───── DATASET RECORDS

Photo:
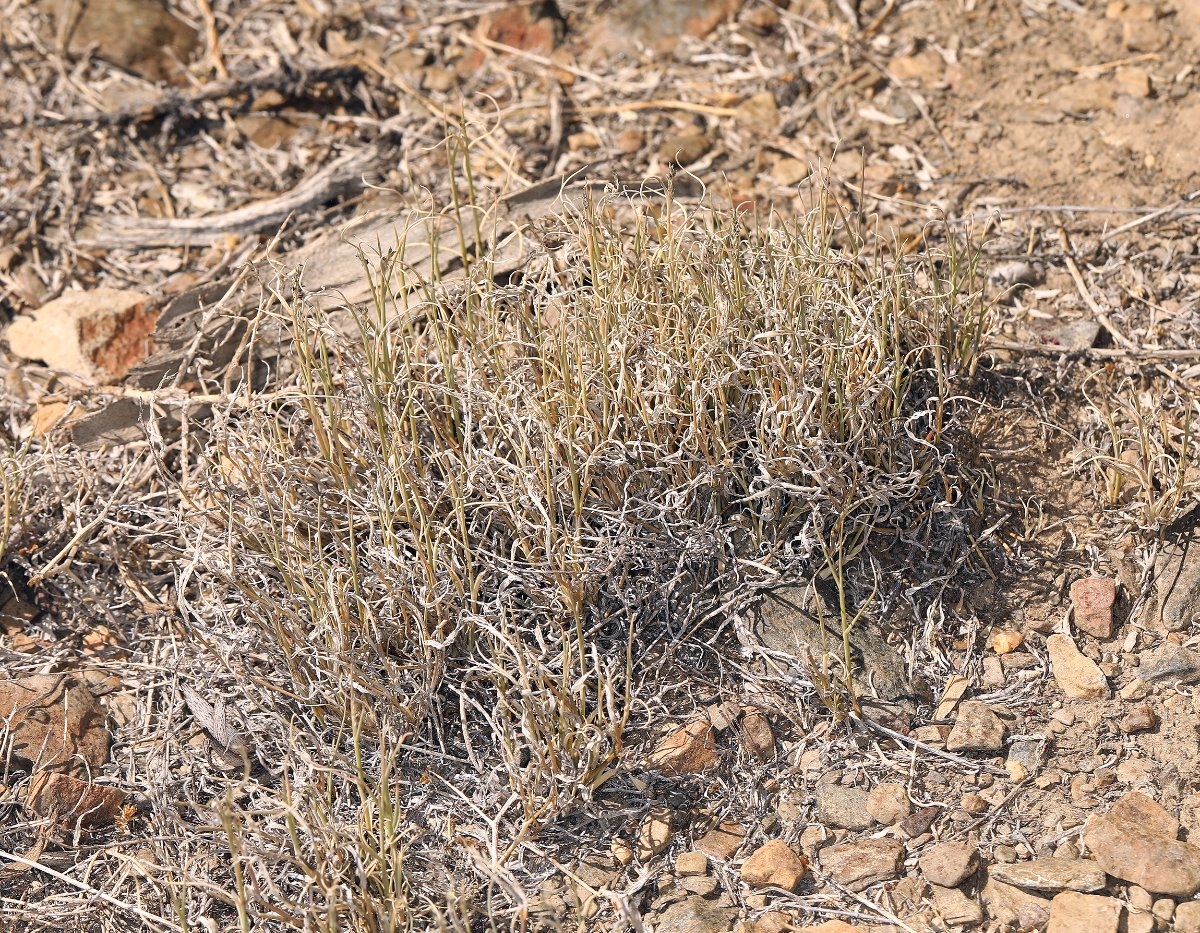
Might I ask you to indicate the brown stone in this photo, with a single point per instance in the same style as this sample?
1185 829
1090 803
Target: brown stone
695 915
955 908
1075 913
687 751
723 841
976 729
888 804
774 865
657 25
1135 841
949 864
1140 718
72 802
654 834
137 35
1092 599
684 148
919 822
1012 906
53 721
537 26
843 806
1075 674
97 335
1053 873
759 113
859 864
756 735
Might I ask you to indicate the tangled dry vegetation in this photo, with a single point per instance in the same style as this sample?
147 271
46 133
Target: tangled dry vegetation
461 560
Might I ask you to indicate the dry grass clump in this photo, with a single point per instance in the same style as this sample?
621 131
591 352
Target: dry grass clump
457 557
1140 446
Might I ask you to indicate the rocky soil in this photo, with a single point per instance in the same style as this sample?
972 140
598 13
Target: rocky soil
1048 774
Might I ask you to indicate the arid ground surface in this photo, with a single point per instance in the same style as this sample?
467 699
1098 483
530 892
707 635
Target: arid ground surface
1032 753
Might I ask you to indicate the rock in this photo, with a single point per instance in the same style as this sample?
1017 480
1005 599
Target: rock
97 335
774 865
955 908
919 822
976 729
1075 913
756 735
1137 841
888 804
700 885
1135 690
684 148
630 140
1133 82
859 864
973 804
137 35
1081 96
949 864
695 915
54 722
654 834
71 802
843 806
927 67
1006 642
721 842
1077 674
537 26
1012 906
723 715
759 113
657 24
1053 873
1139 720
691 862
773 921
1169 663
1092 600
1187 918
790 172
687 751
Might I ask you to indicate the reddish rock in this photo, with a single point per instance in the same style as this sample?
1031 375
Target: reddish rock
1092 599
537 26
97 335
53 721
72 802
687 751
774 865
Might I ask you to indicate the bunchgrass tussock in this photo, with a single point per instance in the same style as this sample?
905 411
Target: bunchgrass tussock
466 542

──────────
───── DATASET RECORDS

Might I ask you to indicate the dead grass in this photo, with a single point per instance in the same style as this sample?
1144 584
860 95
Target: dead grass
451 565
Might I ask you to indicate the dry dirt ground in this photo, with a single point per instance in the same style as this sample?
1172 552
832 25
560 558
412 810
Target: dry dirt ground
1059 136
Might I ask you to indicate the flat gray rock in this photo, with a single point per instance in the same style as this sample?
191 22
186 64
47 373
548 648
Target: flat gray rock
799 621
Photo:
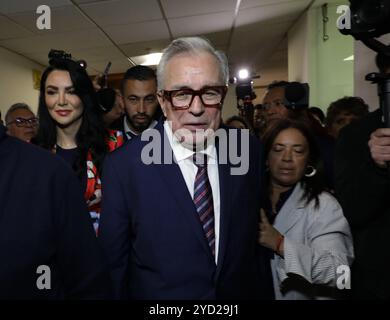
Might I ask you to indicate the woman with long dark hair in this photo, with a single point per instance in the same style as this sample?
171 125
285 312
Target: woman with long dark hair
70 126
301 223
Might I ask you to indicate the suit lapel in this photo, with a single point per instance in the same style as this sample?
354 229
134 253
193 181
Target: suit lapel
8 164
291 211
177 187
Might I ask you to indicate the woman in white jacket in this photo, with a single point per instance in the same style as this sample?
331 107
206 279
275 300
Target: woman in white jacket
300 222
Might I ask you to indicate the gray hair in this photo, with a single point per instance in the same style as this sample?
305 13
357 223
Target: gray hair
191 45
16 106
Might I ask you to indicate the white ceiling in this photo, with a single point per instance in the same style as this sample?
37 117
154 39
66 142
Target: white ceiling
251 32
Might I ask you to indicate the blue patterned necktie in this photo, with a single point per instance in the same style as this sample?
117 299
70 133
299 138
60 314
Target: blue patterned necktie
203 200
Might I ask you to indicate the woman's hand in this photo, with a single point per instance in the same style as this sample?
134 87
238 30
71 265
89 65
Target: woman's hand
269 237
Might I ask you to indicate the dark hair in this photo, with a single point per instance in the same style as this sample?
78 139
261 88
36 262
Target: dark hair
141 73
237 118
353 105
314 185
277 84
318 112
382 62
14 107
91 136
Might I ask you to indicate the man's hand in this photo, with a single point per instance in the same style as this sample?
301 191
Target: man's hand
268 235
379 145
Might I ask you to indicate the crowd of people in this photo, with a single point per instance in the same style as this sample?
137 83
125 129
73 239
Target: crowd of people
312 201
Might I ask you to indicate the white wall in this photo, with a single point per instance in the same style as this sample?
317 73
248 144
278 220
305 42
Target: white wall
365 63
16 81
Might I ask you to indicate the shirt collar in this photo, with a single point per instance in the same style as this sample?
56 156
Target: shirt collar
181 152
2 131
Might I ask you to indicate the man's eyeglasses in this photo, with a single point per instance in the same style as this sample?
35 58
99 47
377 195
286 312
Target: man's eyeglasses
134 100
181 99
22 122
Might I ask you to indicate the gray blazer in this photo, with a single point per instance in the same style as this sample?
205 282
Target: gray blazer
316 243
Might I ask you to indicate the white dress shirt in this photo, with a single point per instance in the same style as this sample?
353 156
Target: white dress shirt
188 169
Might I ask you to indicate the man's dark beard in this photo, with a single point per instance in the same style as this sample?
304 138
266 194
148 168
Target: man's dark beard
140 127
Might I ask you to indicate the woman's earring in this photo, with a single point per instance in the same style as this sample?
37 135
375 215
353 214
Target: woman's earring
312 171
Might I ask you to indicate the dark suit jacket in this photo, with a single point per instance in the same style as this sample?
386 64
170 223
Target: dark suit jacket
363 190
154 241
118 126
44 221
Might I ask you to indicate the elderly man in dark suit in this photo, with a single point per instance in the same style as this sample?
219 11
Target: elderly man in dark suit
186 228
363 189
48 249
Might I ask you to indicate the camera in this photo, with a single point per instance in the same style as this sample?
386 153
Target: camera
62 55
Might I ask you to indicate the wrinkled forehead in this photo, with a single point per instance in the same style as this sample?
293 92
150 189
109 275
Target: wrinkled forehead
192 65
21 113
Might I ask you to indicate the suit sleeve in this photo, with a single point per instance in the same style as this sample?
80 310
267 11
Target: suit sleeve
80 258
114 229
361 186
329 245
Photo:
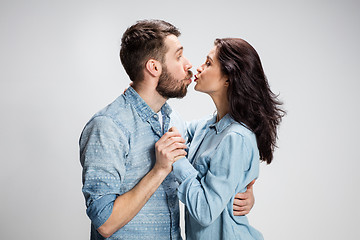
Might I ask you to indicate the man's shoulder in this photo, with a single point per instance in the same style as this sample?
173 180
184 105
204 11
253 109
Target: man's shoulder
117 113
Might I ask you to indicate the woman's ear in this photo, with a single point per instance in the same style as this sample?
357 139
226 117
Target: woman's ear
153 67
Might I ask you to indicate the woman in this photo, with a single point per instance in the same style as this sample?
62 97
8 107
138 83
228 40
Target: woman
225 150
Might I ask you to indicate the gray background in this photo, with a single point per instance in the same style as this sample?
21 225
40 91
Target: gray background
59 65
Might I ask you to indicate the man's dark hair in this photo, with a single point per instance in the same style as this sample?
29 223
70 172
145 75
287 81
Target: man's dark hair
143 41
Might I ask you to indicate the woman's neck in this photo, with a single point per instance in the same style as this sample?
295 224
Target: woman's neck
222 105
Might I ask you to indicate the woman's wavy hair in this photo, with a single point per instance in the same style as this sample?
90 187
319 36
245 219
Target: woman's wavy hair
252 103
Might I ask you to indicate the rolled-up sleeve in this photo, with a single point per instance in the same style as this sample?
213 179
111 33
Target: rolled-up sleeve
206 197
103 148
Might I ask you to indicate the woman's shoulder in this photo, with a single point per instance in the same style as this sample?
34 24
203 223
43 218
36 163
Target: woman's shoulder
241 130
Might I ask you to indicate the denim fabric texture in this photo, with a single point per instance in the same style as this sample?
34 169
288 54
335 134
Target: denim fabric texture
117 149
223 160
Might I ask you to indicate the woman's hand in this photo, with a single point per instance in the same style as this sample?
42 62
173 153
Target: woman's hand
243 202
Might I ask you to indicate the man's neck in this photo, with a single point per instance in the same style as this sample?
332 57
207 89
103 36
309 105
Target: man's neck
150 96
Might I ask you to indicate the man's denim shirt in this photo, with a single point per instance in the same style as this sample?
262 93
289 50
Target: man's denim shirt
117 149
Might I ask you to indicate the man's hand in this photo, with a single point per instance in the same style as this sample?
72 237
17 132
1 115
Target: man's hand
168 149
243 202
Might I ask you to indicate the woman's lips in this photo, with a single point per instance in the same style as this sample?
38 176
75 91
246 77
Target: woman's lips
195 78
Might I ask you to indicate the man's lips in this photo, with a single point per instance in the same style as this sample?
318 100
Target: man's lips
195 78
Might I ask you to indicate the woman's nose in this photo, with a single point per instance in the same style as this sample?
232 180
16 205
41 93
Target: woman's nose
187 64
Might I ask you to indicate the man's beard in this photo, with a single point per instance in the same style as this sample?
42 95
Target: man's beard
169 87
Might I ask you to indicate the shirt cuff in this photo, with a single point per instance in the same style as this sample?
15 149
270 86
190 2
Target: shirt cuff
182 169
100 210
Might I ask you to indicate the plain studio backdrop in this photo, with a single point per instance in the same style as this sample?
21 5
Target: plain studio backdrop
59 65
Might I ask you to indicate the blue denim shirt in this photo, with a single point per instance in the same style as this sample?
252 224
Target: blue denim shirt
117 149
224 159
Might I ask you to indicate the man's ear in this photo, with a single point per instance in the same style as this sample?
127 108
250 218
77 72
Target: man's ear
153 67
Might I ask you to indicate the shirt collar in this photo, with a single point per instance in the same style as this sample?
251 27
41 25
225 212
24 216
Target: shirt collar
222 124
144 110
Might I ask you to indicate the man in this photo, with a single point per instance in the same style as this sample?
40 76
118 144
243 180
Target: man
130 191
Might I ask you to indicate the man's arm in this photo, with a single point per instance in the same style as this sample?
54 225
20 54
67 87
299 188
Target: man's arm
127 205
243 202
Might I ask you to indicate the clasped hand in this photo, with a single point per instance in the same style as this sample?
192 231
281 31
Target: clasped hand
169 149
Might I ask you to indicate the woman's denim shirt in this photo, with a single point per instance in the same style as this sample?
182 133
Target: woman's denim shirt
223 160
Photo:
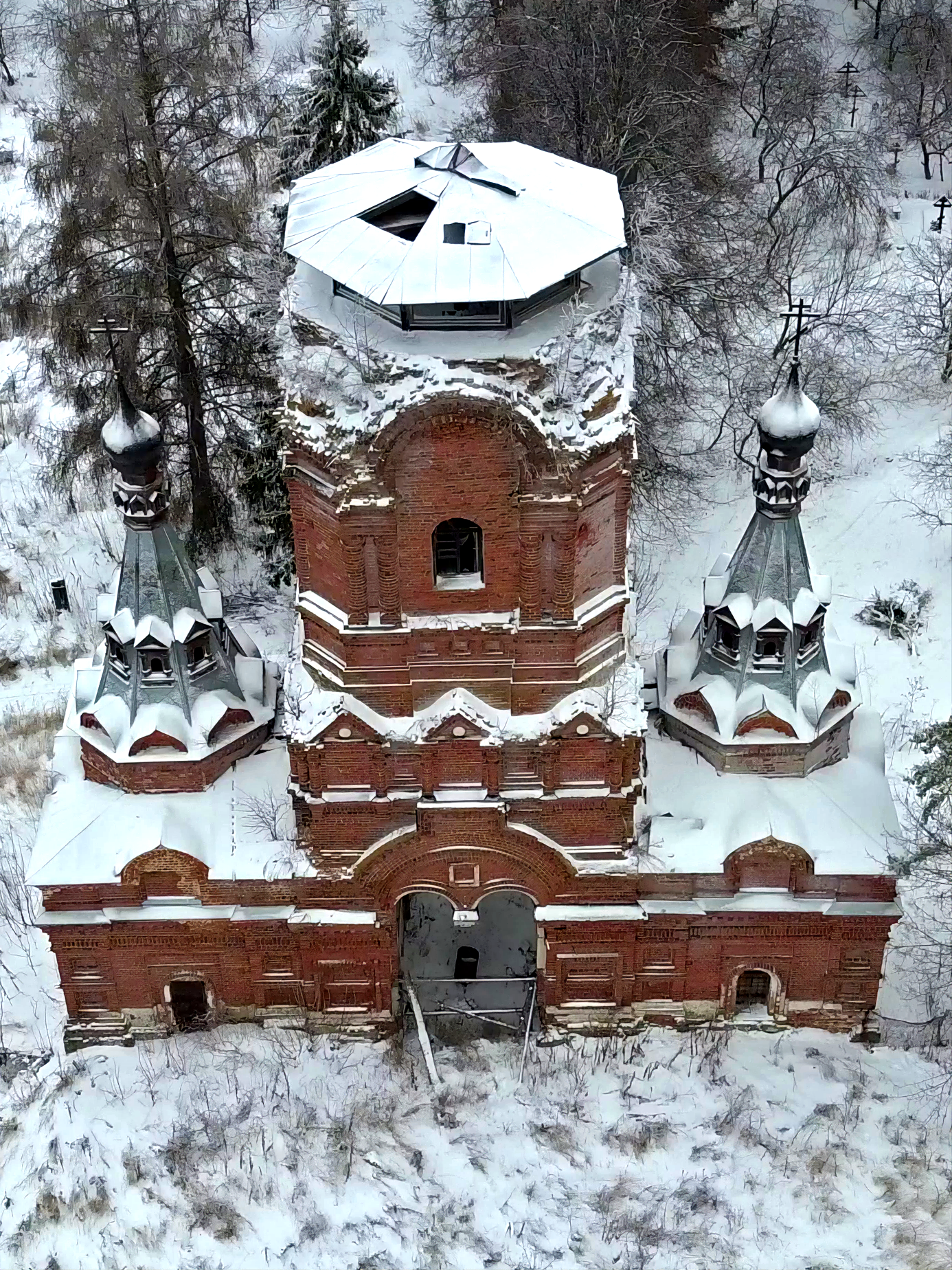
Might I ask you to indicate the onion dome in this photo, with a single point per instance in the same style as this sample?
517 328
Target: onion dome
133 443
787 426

──────────
───── DATASET RECORDS

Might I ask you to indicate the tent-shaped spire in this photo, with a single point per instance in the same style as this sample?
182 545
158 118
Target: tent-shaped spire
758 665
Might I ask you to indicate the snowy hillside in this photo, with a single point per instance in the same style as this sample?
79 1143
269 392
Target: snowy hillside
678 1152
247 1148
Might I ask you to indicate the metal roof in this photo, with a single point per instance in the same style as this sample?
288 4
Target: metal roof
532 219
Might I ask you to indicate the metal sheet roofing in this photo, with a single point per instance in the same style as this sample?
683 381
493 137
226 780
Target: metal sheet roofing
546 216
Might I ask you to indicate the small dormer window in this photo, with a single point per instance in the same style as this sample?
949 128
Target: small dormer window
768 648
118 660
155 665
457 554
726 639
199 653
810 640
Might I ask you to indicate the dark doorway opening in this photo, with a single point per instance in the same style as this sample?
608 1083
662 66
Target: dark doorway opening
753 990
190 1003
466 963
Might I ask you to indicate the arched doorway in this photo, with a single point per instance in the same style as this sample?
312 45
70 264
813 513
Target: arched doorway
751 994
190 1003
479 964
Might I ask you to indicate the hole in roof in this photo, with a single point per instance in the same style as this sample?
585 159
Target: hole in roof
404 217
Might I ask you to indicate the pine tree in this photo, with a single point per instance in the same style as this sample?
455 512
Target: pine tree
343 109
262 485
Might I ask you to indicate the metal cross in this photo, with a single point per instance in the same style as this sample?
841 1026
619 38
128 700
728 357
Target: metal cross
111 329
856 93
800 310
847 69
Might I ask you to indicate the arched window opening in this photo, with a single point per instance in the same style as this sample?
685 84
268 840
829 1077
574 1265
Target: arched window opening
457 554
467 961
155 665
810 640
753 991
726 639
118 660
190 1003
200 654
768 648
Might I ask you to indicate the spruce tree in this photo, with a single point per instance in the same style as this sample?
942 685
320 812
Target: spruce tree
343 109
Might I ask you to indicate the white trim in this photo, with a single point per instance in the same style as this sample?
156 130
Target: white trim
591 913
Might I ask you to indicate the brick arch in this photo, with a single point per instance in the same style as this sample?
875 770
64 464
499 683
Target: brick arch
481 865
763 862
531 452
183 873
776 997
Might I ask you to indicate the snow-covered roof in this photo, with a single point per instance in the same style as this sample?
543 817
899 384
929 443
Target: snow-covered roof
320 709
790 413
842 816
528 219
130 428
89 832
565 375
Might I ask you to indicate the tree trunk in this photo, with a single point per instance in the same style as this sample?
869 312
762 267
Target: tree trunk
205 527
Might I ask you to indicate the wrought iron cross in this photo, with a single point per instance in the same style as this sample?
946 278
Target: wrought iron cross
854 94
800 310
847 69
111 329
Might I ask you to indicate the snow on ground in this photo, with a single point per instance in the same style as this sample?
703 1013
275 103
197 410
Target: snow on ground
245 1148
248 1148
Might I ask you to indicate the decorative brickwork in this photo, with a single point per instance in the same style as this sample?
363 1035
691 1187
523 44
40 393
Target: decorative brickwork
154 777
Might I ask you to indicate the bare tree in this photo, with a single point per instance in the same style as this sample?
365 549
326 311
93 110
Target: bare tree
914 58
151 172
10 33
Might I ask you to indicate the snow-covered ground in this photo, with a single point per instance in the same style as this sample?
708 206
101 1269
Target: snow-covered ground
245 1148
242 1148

──────────

| WHAT THE EXERCISE ASKS |
Show each line above that contains the word "stone".

| SOLUTION BELOW |
Might I ask you to indicate the brown stone in this photo, with a single point per instance in the same style as this sample?
Target: brown stone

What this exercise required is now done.